WHAT YOU NEED TO DO
Would you repeat the listing below exactly, with no pictures in it?

Start of DATA FOR REVIEW

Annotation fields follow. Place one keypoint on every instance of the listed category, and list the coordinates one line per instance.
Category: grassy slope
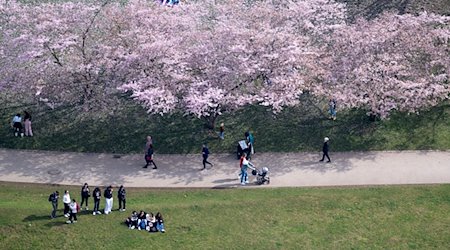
(296, 129)
(288, 218)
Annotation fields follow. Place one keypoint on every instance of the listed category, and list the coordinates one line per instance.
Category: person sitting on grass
(151, 223)
(142, 220)
(132, 222)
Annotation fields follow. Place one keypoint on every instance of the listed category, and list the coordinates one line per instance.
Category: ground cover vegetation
(408, 217)
(79, 79)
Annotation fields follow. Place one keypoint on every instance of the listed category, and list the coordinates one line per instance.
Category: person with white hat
(325, 149)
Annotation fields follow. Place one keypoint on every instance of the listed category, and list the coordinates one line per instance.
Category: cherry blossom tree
(393, 62)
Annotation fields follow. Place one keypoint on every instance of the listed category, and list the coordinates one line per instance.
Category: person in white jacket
(66, 201)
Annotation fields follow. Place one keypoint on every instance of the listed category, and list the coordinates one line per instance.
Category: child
(97, 196)
(121, 196)
(160, 223)
(244, 176)
(151, 223)
(74, 208)
(66, 201)
(132, 222)
(85, 193)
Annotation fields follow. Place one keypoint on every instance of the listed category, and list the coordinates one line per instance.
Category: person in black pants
(205, 154)
(85, 193)
(325, 149)
(122, 199)
(97, 194)
(149, 157)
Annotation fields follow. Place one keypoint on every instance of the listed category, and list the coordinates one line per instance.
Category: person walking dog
(325, 149)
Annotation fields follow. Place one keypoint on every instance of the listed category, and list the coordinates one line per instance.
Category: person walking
(149, 157)
(205, 154)
(325, 149)
(54, 200)
(121, 195)
(108, 199)
(244, 175)
(27, 118)
(85, 194)
(222, 131)
(97, 194)
(332, 109)
(66, 201)
(74, 209)
(17, 125)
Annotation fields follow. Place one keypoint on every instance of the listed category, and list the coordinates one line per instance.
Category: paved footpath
(183, 171)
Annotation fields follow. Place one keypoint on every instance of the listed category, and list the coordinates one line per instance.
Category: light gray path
(287, 169)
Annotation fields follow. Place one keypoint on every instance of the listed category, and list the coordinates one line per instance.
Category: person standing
(17, 125)
(74, 208)
(325, 149)
(332, 109)
(108, 199)
(54, 200)
(222, 131)
(85, 194)
(205, 154)
(66, 201)
(97, 194)
(244, 175)
(149, 157)
(121, 195)
(27, 118)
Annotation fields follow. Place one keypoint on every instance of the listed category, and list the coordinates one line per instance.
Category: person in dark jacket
(97, 194)
(54, 200)
(108, 199)
(325, 149)
(85, 194)
(122, 199)
(205, 154)
(149, 157)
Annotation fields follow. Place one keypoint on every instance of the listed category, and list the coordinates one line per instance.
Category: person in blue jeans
(160, 223)
(244, 175)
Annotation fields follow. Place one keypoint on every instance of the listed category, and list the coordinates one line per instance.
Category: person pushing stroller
(245, 165)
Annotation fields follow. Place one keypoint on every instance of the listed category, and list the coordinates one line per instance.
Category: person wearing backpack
(108, 199)
(85, 194)
(122, 199)
(97, 194)
(66, 201)
(53, 198)
(74, 209)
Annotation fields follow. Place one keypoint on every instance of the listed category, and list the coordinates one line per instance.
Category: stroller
(262, 176)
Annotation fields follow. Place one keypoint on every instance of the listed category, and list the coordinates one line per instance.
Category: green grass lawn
(295, 129)
(396, 217)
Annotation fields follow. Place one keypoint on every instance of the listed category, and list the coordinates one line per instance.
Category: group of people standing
(71, 207)
(18, 127)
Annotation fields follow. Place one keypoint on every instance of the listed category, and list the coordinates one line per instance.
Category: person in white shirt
(66, 201)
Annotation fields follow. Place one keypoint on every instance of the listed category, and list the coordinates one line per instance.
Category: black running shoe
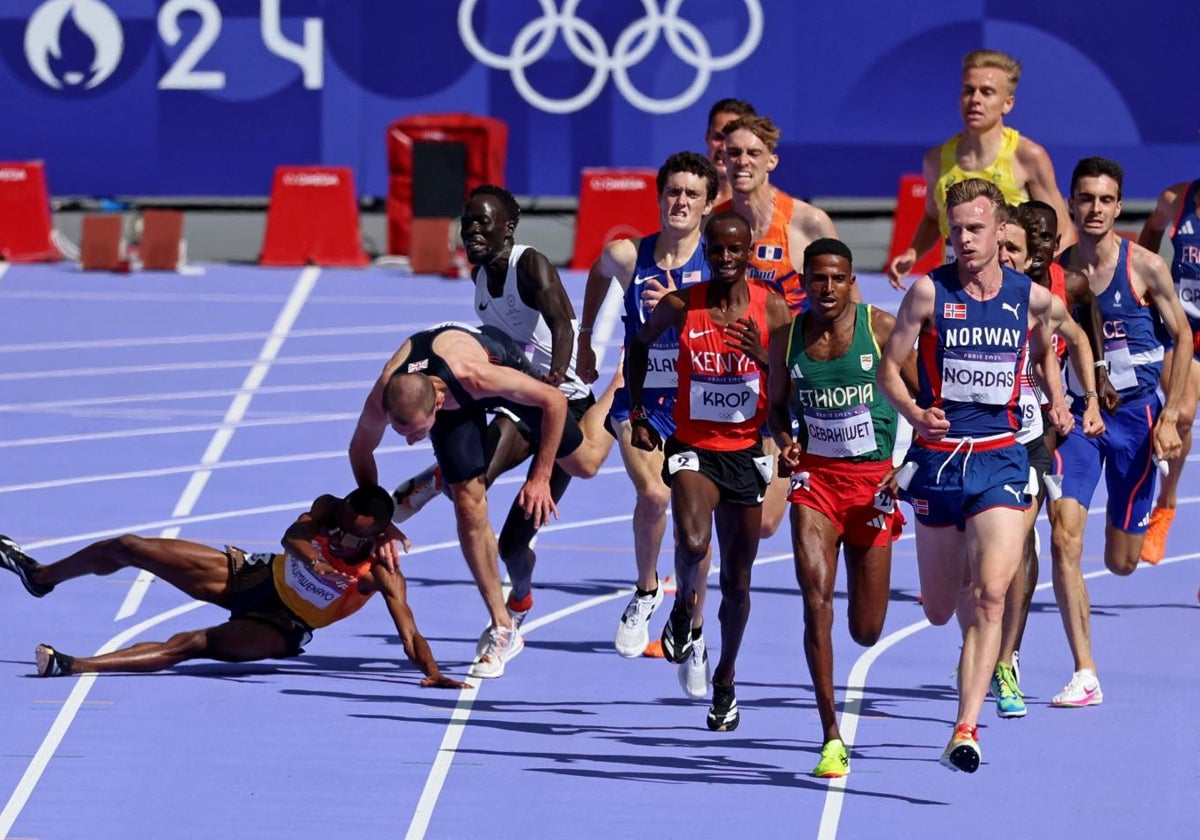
(724, 715)
(22, 565)
(677, 635)
(51, 663)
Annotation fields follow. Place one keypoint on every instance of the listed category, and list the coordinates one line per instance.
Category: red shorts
(846, 492)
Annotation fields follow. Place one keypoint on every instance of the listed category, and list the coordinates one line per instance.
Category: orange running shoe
(1153, 547)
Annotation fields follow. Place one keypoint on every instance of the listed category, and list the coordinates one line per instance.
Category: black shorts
(742, 475)
(461, 441)
(252, 589)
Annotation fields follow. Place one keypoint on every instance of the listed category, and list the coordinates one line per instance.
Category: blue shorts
(952, 486)
(659, 405)
(1126, 454)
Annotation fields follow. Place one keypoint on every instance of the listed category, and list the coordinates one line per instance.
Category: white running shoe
(417, 492)
(503, 645)
(694, 672)
(634, 629)
(517, 617)
(1084, 689)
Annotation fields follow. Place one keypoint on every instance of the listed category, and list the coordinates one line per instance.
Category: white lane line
(210, 337)
(234, 415)
(831, 815)
(175, 396)
(341, 417)
(174, 367)
(63, 721)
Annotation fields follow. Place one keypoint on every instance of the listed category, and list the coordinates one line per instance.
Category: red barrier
(25, 214)
(613, 204)
(313, 219)
(910, 210)
(485, 141)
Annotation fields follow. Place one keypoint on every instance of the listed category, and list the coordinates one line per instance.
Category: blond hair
(760, 126)
(966, 191)
(990, 58)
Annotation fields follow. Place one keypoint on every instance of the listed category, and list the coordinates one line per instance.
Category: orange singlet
(771, 263)
(316, 600)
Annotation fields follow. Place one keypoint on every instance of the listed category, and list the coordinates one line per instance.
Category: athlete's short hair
(760, 126)
(730, 106)
(993, 58)
(511, 209)
(689, 162)
(731, 216)
(827, 245)
(1032, 211)
(1095, 167)
(408, 394)
(372, 501)
(969, 190)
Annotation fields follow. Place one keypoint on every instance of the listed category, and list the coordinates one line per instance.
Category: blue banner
(204, 97)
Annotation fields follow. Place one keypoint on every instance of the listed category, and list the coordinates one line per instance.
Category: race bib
(1030, 407)
(683, 461)
(840, 433)
(724, 399)
(1121, 371)
(1189, 297)
(984, 377)
(660, 369)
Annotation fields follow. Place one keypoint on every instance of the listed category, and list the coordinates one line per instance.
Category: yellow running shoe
(1155, 545)
(834, 761)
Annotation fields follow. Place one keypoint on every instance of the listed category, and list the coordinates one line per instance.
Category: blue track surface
(216, 407)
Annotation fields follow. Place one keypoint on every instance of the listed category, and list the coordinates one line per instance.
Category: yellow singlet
(999, 173)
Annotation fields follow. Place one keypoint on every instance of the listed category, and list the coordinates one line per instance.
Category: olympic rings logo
(634, 43)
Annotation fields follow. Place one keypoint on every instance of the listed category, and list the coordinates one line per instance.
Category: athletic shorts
(1125, 451)
(659, 406)
(846, 493)
(742, 475)
(952, 485)
(252, 588)
(461, 442)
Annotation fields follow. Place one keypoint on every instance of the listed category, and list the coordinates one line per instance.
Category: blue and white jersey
(1186, 263)
(660, 372)
(970, 363)
(1132, 346)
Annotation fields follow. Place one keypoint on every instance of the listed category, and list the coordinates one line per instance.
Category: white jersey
(522, 323)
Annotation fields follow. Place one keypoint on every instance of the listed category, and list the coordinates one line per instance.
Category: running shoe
(677, 634)
(724, 717)
(417, 492)
(1153, 546)
(963, 753)
(503, 645)
(634, 631)
(517, 617)
(694, 673)
(51, 663)
(1009, 700)
(23, 567)
(1084, 689)
(834, 761)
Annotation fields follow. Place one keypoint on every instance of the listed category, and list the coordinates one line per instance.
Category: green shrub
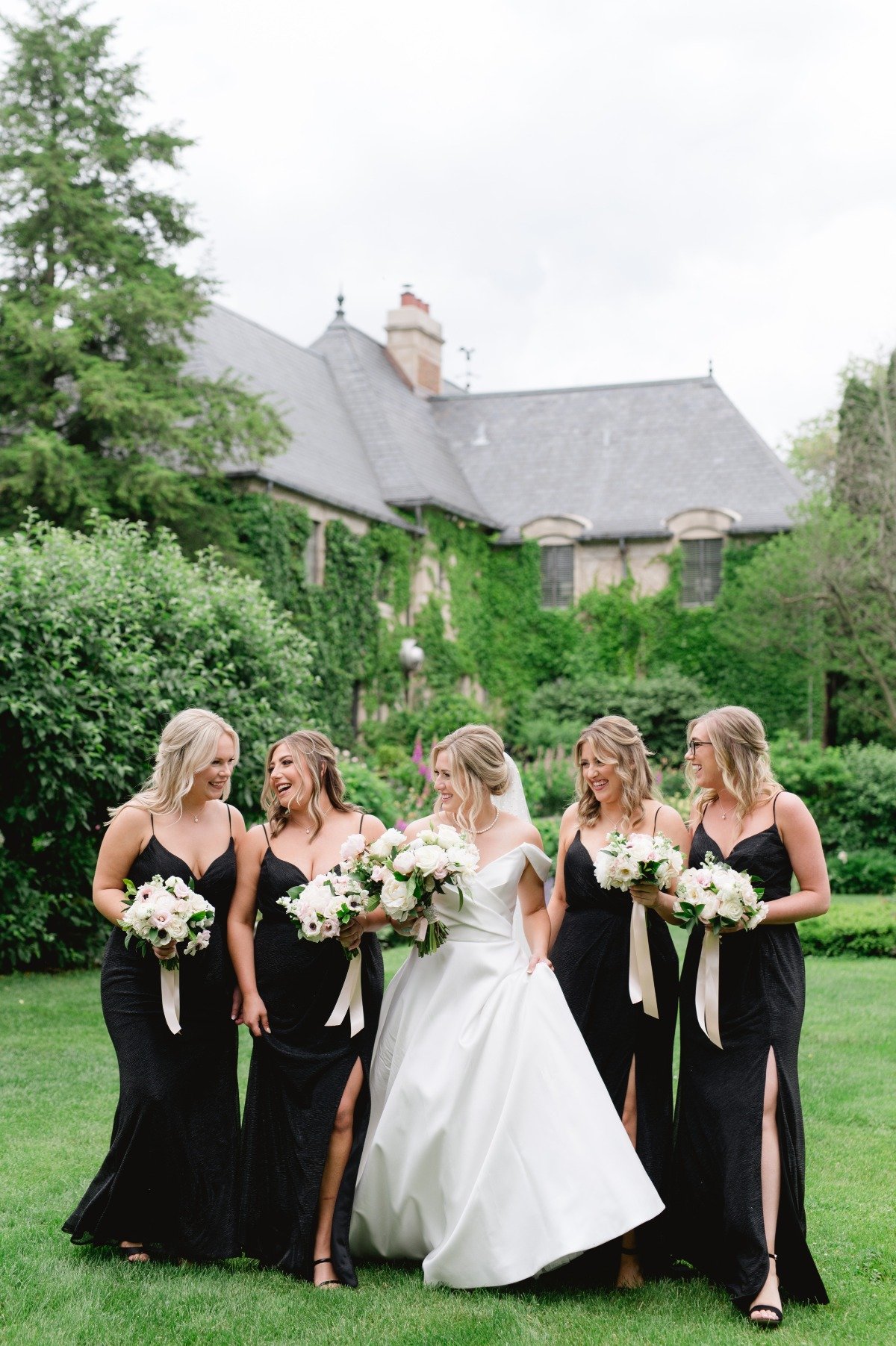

End of DATA FOR REVIEW

SOLUTION BELOW
Annotation fields follow. Place one keypoint on every instance of the listed category, and list the coordinates one line per instance.
Category: grassy slope
(296, 129)
(288, 218)
Annotation fields follow. Place one keypoint on every instance of the listed category, and list the coordinates one line per instance.
Category: person sitting on grass
(151, 223)
(142, 220)
(132, 222)
Annotation fields follow. Place one keypoint on every instance of the listed category, and list the coordinates one line per instance.
Category: ground cover vegetation
(408, 217)
(79, 79)
Annotation fields follow. Place one keypoint on every instance of the listed category, and list the coordinates one line per instance.
Category: person with white hat
(325, 149)
Annotation fields follow. Place one keypoint on every instance of the listed category, and list the coordinates one line per instance.
Category: cherry blossom tree
(393, 62)
Annotation fields follow. Place one keypoint on every instance of the listed category, and list the coordinates one line per instance.
Category: person in white jacket
(66, 201)
Annotation fields follow. Place one keypoint on every instance of the listed category, and list the coordinates one line per instance.
Category: child
(97, 196)
(121, 196)
(160, 223)
(244, 176)
(151, 223)
(74, 208)
(66, 201)
(132, 222)
(85, 193)
Annotation fields follow. Place one keypoint on every instance of the listed category, and list the coordinates one line per instance.
Category: person in black pants
(205, 154)
(85, 193)
(325, 149)
(122, 199)
(97, 194)
(149, 157)
Annotation fields follow. Place one keypoint on every instance of the listed category, and list the coordinates one line per instance.
Category: person walking dog
(325, 149)
Annotation fields follow. Place one keypoint on every instance of the listed category, and list the coordinates one line per instance.
Category: person walking
(149, 157)
(205, 154)
(325, 149)
(54, 200)
(121, 195)
(108, 199)
(244, 175)
(27, 118)
(85, 194)
(222, 131)
(97, 194)
(332, 109)
(66, 201)
(74, 209)
(17, 125)
Annotation fields follow. Place one keypoint on every instance of the listed category, and list the coordinates one line per instance.
Category: paved footpath
(183, 171)
Annotation fields follow. Place one keypoint on every instance of the listed category, and list the coordinates one line per instance.
Category: light gray path
(287, 169)
Annotation fields follow. Place one keypoint on every instance of the listed category, and list the coordinates one line per instance.
Category: person standing
(17, 125)
(74, 208)
(325, 149)
(332, 109)
(108, 199)
(54, 200)
(222, 131)
(85, 194)
(205, 154)
(66, 201)
(97, 194)
(244, 175)
(149, 157)
(121, 195)
(27, 118)
Annotation fields follow. Place one keypoint on every instance of the listed category, and list the coordinates one line per instance.
Category: person in dark jacket
(97, 194)
(54, 200)
(108, 199)
(325, 149)
(85, 194)
(122, 199)
(205, 154)
(149, 157)
Annotation fields follow. Place one keypoint on every instance of the listed category, and list the coordinates one line per instance.
Category: person in blue jeans
(160, 223)
(244, 175)
Annotation fields follow. Place one keypoint on every instance of the listed category, and list the coordinates one line per instance.
Category: person pushing stroller
(245, 165)
Annotation fields follow. Place one keypoint on every instance of the listed category, and list the coordinates one line per instance.
Category: person wearing backpack
(108, 199)
(85, 194)
(122, 199)
(97, 194)
(66, 201)
(53, 198)
(74, 209)
Annotation fields follow. Place one keypoint on every instance of the listed category, and list the coordinates one line per instance.
Category: stroller
(262, 176)
Annotation fields follow. Place one keypoint on every instance of the listed category, and list the coordinates one line per instance.
Category: green grass lawn
(295, 129)
(396, 217)
Annotation fields follow. Place one keypoint on every instance of the listed category, and list the coordinates one line per instance.
Category: group of people standing
(71, 207)
(18, 127)
Annotation fields follow. Place one keypoint on every instance of the listed category, and list the coordinates one line per instance.
Category: person in white shirt
(66, 201)
Annotation fields follow. Place one keypoint on every instance of the listed category, and list the coordinates one line per instance.
Category: black running shoe
(724, 715)
(22, 565)
(677, 635)
(51, 663)
Annotation fields follow. Place one keypoint on every instance of the listed category, and list the coordinates one line per instance.
Category: red shorts
(846, 492)
Annotation fields follow. Place one keypoint on every instance of the listed category, and list the coordinates one line per instance.
Category: orange running shoe
(1153, 547)
Annotation fields follow. Place one keypoint on every instance of the listed category, and list the coordinates one line per instance.
Category: black shorts
(742, 475)
(461, 441)
(252, 589)
Annotation fields follow. Place one keypoint on every instance of the listed category, and list the coordinates one line per instance.
Category: blue shorts
(952, 486)
(659, 405)
(1126, 454)
Annotation fields follow. Place one keypoint on every instance of the listed category, and list the coordinates one line per instance.
Category: white running shoe
(417, 492)
(503, 645)
(694, 672)
(634, 629)
(517, 617)
(1084, 689)
Annotation fields follow. Place one keypoint on every instance of the listed category, and list the coordinates one line per instance.
Category: white lane line
(210, 337)
(234, 415)
(831, 815)
(175, 396)
(341, 417)
(174, 367)
(63, 721)
Annotation fields follow. Place one keypoint on every instance of the listed category, and list the coordinates one line per instance.
Category: red barrier
(25, 214)
(613, 204)
(313, 219)
(910, 210)
(485, 141)
Annotation fields follow. Place one keypoint on every instance of the listed category, and list the coordinates one line per instance.
Category: blond hair
(760, 126)
(966, 191)
(990, 58)
Annotation fields follow. Place one keypoint on every instance of the listed category, and list the coordinates one line per instance.
Category: orange singlet
(771, 263)
(316, 600)
Annotation fields follow. Place one keypoint on every instance of the listed category, and list the coordinates one line per instance.
Category: athlete's short hair
(760, 126)
(730, 106)
(993, 58)
(511, 209)
(689, 162)
(731, 216)
(827, 245)
(1032, 211)
(1095, 167)
(408, 394)
(372, 501)
(969, 190)
Annotation fields follow. Place one keypoint on every instance of the listed category, and list the coordinates one line per instance.
Category: blue banner
(204, 97)
Annotation fields follow. Place one keypoint on every instance of the listed category, and list the coordinates one line per instance.
Category: race bib
(1030, 407)
(683, 461)
(840, 433)
(724, 399)
(1121, 371)
(1189, 297)
(984, 377)
(660, 369)
Annotation fields follow. Place one keypoint on every instance of the listed category, and list the coordinates one line per instance.
Category: yellow running shoe
(1155, 545)
(834, 761)
Annotation fields follow. Place one keypoint on every instance of the listed category, and list the coordinates one line per instance.
Category: blue track surface
(216, 407)
Annotation fields follow. Place one keypoint on every instance of the listed category, and list the coordinates one line per instance.
Category: yellow singlet
(999, 173)
Annotation fields follow. Place one keypoint on every instance of the listed category, and list the coordinates one line per instance.
Category: olympic rings logo
(634, 43)
Annotation fields follow. Place one keypoint on every instance of the listed category, and list the coordinates one line per instance.
Category: athletic shorts
(1125, 451)
(659, 406)
(846, 493)
(742, 475)
(952, 485)
(252, 588)
(461, 442)
Annotation fields follow. Place one keypoint on every instance of the listed category, and list the coordinates one line per instance.
Category: blue and white jersey
(1186, 263)
(660, 372)
(970, 363)
(1132, 346)
Annotation fields follow. Place one keypoint on every instance of the listed category, and list the coordinates one line per instance.
Category: white jersey
(522, 323)
Annotation fields follow. Place one keypoint on every instance of the listed category, and list the coordinates one line per instance.
Category: running shoe
(677, 634)
(724, 717)
(417, 492)
(1153, 546)
(963, 753)
(503, 645)
(634, 631)
(517, 617)
(694, 673)
(51, 663)
(1009, 700)
(23, 567)
(1084, 689)
(834, 761)
Annotation fields follow. Place one keypoint on every instance of the listed category, and list the coordinates one line per instance.
Category: green shrub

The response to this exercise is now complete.